#### LIST OF TASKS
• A. In the passage on Schell's film career, write out the portion that begins at the words "Again, she played" and stops after "directed by Mann.".
• B. According to the passage on Schell's film career, which actor played the dedicated doctor in The Hanging Tree?

Seemingly destined to be thwarted by love and life, she starred in Visconti’s White Nights (1957), the first of three screen versions of Dostoevsky’s bitter-sweet love story. She played Natalia, who ignores the young man besotted by her, as she daydreams about the eventual return of her handsome, though fleeting, lover.

Her depiction of despairing women reached new heights the following year when she took the lead in an adaptation of a de Maupassant story. In Astruc’s One Life (1958) she played the aristocratic Jeanne, who unwisely marries a handsome womaniser. Following his death, she is left with their son and memories of a loveless liaison. She brought customary intelligence and intensity to the film, but one harsh critic condemned this and other performances as suffused with a “cloying sweetness”.

Schell moved to the US for her fourth film of 1958, playing Grushenka in Richard Brooks’s version of The Brothers Karamazov. The role, famously coveted by Marilyn Monroe, was played in tune with the rest of the sturdy production, but it was not the equal of her western The Hanging Tree, made the following year.

Again, she played the long-suffering heroine, temporarily blinded and tended by a dedicated doctor (Gary Cooper), while at the mercy of rougher cowboys. Her vulnerable demeanour and plaintive, accented voice heightened the drama, but the characterful western proved no more popular than the epic Cimarron (1960), directed by Mann.

#### DATASET EXTRACT
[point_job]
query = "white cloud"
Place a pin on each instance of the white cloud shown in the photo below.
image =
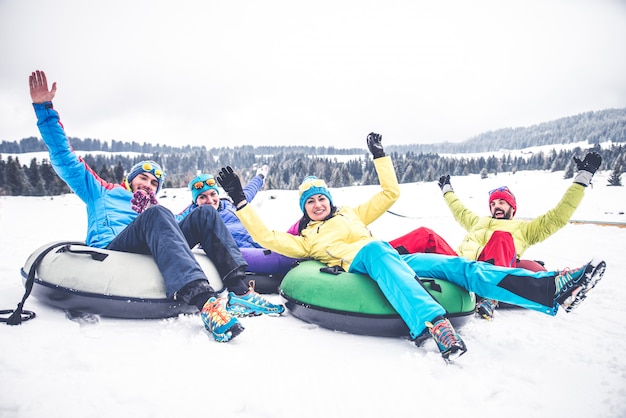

#### ANSWERS TO THE EXERCISES
• A.
Again, she played the long-suffering heroine, temporarily blinded and tended by a dedicated doctor (Gary Cooper), while at the mercy of rougher cowboys. Her vulnerable demeanour and plaintive, accented voice heightened the drama, but the characterful western proved no more popular than the epic Cimarron (1960), directed by Mann.

• B. Gary Cooper